→ Dataset entries:
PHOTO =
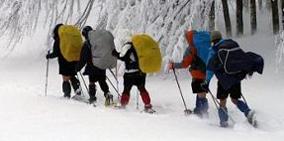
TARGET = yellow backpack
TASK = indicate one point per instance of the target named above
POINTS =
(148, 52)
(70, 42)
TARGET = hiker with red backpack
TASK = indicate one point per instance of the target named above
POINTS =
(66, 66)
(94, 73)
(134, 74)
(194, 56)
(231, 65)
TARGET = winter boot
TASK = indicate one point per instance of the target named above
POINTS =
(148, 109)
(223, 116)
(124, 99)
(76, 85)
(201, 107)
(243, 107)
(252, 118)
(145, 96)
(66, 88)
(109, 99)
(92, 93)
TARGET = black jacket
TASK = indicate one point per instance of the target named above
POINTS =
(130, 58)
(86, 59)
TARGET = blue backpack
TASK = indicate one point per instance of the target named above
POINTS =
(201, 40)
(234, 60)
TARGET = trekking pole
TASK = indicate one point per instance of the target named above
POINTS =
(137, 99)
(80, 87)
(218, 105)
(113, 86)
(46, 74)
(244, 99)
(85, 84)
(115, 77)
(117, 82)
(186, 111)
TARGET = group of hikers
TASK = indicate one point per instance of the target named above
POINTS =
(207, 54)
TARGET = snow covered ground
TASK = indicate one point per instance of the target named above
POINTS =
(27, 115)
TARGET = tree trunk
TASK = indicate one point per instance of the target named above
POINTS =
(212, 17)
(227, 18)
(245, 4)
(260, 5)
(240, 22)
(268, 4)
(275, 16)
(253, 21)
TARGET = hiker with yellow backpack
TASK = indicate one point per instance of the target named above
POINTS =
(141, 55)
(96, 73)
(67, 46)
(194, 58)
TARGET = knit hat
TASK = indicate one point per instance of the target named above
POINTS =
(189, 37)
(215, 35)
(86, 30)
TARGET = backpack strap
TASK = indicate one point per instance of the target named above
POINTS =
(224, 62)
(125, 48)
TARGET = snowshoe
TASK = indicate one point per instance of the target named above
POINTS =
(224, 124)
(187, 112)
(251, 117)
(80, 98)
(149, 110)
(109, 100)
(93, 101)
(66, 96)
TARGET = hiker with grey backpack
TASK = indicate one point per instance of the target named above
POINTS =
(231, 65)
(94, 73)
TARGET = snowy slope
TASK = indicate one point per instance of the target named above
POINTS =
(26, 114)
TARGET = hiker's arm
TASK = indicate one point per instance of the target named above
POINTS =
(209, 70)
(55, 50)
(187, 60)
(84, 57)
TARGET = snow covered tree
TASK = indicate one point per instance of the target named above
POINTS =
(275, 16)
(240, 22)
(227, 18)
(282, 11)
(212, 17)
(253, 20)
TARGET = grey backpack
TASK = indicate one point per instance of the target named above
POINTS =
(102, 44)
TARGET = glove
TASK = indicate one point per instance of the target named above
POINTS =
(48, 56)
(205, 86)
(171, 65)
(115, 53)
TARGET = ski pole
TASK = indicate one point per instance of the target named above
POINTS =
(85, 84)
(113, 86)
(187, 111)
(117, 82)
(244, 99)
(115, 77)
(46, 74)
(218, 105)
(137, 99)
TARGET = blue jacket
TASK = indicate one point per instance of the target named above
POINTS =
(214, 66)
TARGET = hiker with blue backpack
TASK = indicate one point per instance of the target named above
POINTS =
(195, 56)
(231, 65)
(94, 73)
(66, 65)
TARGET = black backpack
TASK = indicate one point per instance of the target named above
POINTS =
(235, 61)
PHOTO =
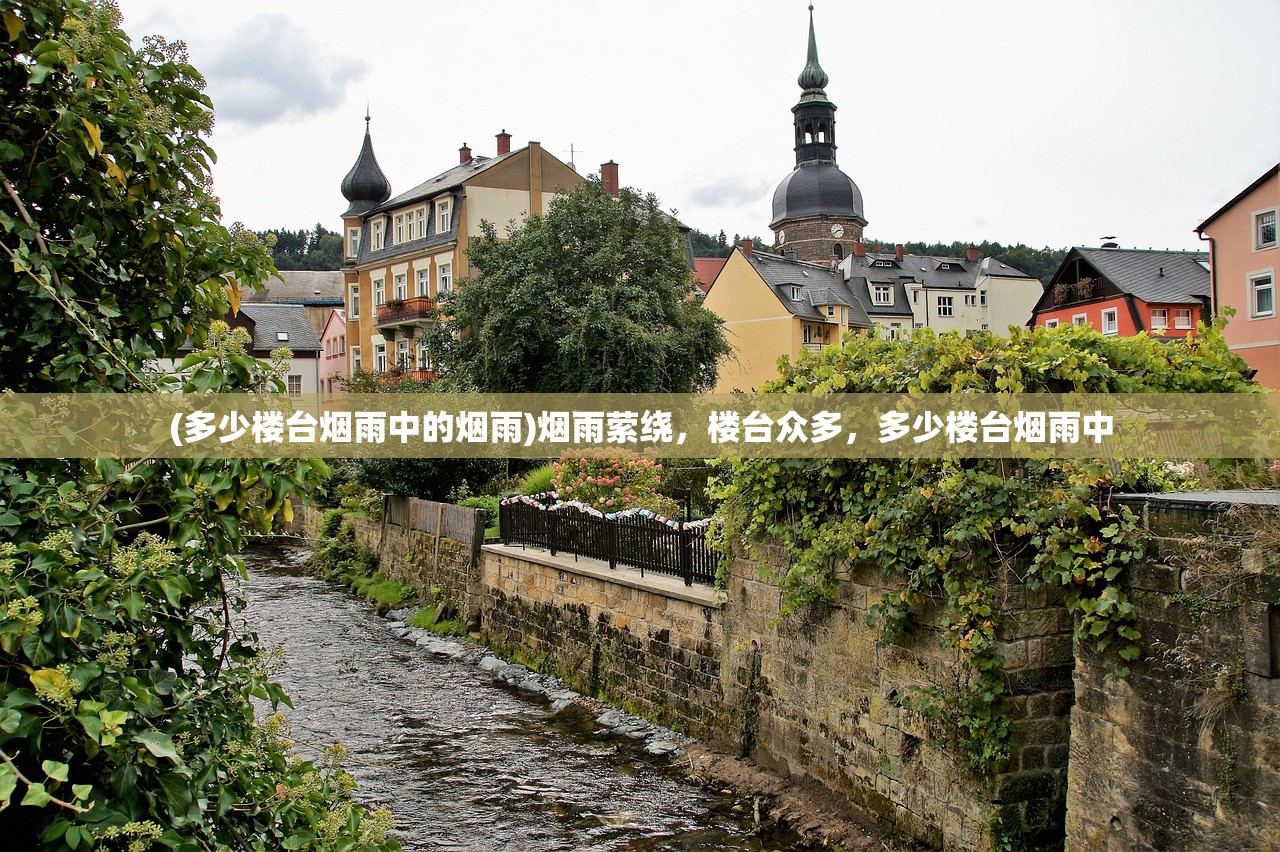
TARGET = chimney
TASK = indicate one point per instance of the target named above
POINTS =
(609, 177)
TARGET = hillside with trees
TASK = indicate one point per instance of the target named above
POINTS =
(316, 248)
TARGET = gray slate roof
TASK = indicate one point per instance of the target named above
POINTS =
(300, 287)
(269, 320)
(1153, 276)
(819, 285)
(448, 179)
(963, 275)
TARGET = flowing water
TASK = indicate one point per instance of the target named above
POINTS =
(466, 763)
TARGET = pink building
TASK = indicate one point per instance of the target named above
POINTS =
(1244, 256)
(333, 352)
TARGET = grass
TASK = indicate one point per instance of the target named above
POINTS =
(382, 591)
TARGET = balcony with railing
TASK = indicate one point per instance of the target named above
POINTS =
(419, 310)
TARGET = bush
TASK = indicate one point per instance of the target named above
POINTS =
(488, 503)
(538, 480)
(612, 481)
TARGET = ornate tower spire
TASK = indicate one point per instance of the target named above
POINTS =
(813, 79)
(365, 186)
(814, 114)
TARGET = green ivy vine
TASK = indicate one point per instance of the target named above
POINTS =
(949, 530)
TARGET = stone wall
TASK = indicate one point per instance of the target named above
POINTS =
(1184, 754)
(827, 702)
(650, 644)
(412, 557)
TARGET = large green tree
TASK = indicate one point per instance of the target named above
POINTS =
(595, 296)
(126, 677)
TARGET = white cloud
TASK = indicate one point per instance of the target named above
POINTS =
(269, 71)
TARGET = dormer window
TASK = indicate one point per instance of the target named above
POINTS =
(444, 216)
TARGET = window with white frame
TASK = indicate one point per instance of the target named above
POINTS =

--

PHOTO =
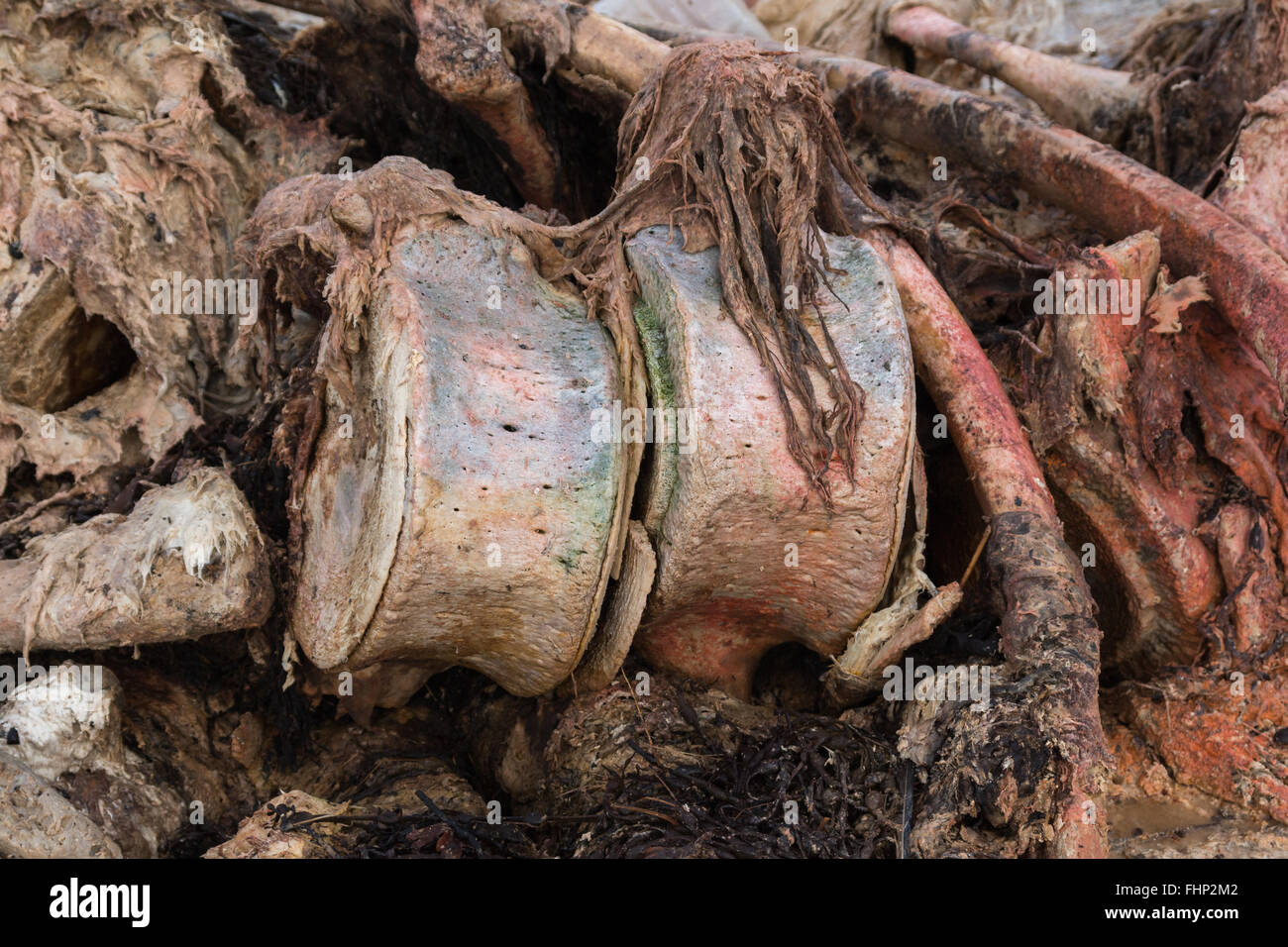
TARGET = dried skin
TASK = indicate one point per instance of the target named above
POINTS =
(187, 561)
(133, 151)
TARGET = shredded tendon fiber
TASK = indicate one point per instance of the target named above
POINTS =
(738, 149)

--

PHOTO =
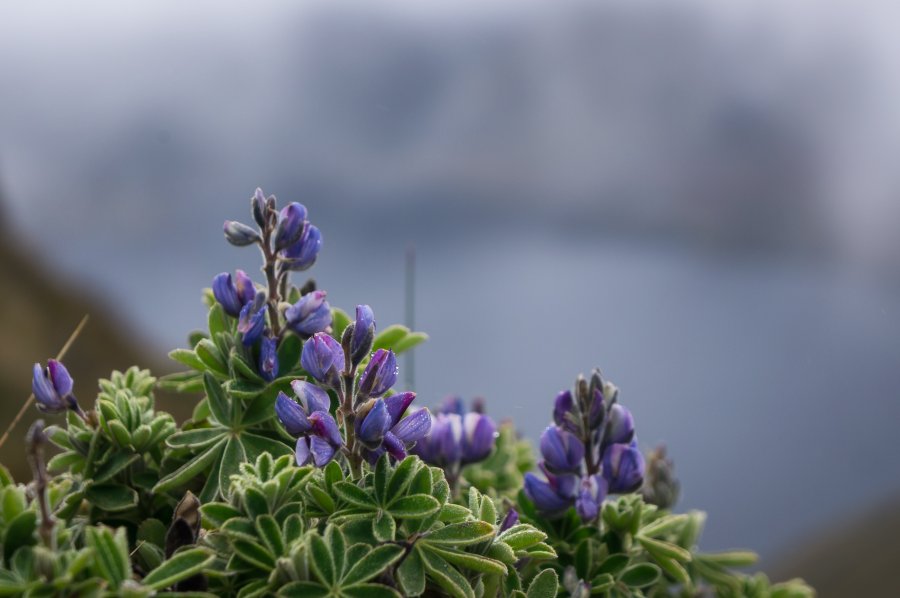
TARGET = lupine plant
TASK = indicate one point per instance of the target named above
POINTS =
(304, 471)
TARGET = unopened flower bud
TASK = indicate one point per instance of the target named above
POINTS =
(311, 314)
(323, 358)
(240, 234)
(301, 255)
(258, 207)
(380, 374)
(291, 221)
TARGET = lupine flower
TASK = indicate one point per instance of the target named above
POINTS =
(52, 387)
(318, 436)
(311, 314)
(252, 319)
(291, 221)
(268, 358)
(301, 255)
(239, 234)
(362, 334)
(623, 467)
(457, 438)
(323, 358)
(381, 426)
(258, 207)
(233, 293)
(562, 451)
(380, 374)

→ Directive: Can you locate every line in the listing above that contains the word "grey" and copy each one out?

→ Answer to the problem:
TARGET = hiker with grey backpack
TARGET = grey backpack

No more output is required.